● **Source text**
________________________________________

# The NTN Thread



## Harvey

I don't have too much to say beyond, I think we do need an NTN thread. 

I just pulled my skis out of my car for the first time this season, both pairs at the same time. Both sets of skis are nearly identical, made to be identical by Vin of Whiteroom Skis. The 75mm and T1s are in the car as backup, I never used them this year.

Anyway I noticed HOW MUCH LIGHTER the NTN set up is. Skis are the same weight so it's all binding. The Outlaw vs The Axl.

AND the boots are lighter too, Scarpa TX Pro vs my T1s.

Big total weigh difference, not something I've heard listed as an advantage before, but really seems like a thing.

Who's on NTN?


----------



## JohnF

Looking to make the jump next season.


----------



## marcski

This is NTN and Tele - - - When I first saw the light and switched to tele, about 6 years ago, my first set up was a borrowed pair of 75 mm boots and a pair of soft skis. I then was able to borrow a pair of skis with a set of Hammerheads. Big Step forward there. The boots were big on me and since I needed to invest in my own, it was a no-brainer to go NTN. I bought the TX-pros and had them fit well by a shop with my old custom footbeds. Next I bought the Outlaw binding and remounted a nice pair of Dynastar all-mountain skis with some oomph to them. 5 years later, I can't get enough. I had been skiing for over 42 years when I started teleskiing. When I see an old schooler skiing 75 mm gracefully through steep terrain I feel like I'm cheating on my NTNs. But there are no grades when it comes to skiing, so frankly my dear, I don't give a damn! (Unless you're taking a PSIA exam!).


----------



## Brownski

I’m vaguely considering the cheap Voile cable bindings on some old skis so I can use “learning tele” as an excuse to go to big snow over the summer. I would also need some cheap boots I guess.


----------



## Brownski

Though I’m also considering re-drilling some of my kids’ kiddie skis and calling them snow blades for the same reason


----------



## witch hobble

I’m still on the duck bill vibe. Just because I resist change. I replaced my boots 3 seasons ago when I couldn’t weld the bellows crack. Then broke a ski a year later. Both were mid winter things that had to be addressed quickly, so short term, stop gap decisions were made. In retrospect probably should have upgraded. Oh well, maybe next decade ?.

I’m only 46, but have been freeheeling for 26 years. Probably because I was young and wanted the street cred that came with leathers, I didn’t upgrade to plastic boots until 2002 or so.

________________________________________

(Data items)
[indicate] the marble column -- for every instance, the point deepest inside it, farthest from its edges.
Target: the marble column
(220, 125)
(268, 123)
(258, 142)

________________________________________

● **Aim 1**
In the NTN thread, how long has witch hobble been freeheeling?
● **Aim 2**
Please pick up the NTN thread after its last post and continue it.

● **Task answer 1**
26 years.

● **Task answer 2**
----------



## Brownski

You must live on an unusual street. Pics please


----------



## Sick Bird Rider

witch hobble said:


> I’m still on the duck bill vibe. Just because I resist change. I replaced my boots 3 seasons ago when I couldn’t weld the bellows crack. Then broke a ski a year later. Both were mid winter things that had to be addressed quickly, so short term, stop gap decisions were made. In retrospect probably should have upgraded. Oh well, maybe next decade ?.
> 
> I’m only 46, but have been freeheeling for 26 years. Probably because I was young and wanted the street cred that came with leathers, I didn’t upgrade to plastic boots until 2002 or so.



Witch Hobble, you are not alone. Duckbill forever. Unless I win the lottery, then NTN and custom skis all the way. Except for touring, because there are no lightweight, flexible NTN boots.


----------



## Harvey

I quit 75mm because my favorite bindings (Axls) destroyed the duckbills on my favorite boots (T1s) in ONE season. I was told it was a "known issue." WTF? A major binding isn't compatible with the most popular boot on the market?

It was halfway through the season and I spent all the time between skis, trying to reconstruct my duckbills with shoe goo. It was a total drag.

I expected a real adjustment period and was surprised that it was less than one run. Now I can tele if I want to, and rip pturns to keep up with my friends when I need too. Often at the end of the day, when everyone else has quit, I slow down, take pics and tele.

And I now realize my setup feels very light.

Not going back. If I skied since I was 3 I would probably feel differently too. 

Also I don't like change either.


----------



## witch hobble

I’m sure I’ll wind up with a forced upgrade eventually.
Still, there is something cool about skiing on an evolution of the 75mm platform. Lots of history. Almost 100 years.

I have only tried NTN once, shortly after it came around. Didn’t like the flex of the set up I used. Plus, like I said, I’m a bit of a luddite. Not an early adopter of technology. I’m typing this out on my typewriter, which I will take to the Western Union office, where they will send a telegram to someone with a computer, who logs in as me and makes my posts as proxy. Why change really? Seems to work.


----------



## witch hobble

Sorry that I seem to have derailed the NTN thread with duckbill platitudes!


----------



## Harvey

witch hobble said:


> Still, there is something cool about skiing on an evolution of the 75mm platform.



A few years ago (before NTN) every single ski and boot I had was "compatible." Not that I ever used the others.

Actually correction to the other thread, I do have a "quiver."

Scarpa TX Pros and my Whiterooms
Scarpa T4s and Rossi BC 110s
Asolo Snowfields and Karhu XCD GTs


----------



## witch hobble




----------



## Harvey

???

That guy looks kinda baked.


----------



## Cork

Harv, don't forget to give us a review of the Rottefella Freeerides, and the Head skis. Have a great time tomorrow, and tell DTR Happy Birthday!!


----------



## Green light

DTR, I remember him!


----------



## Harvey

Cork said:


> Harv, don't forget to give us a review of the Rottefella Freerides, and the Head skis. Have a great time tomorrow, and tell DTR Happy Birthday!!



I like them a lot.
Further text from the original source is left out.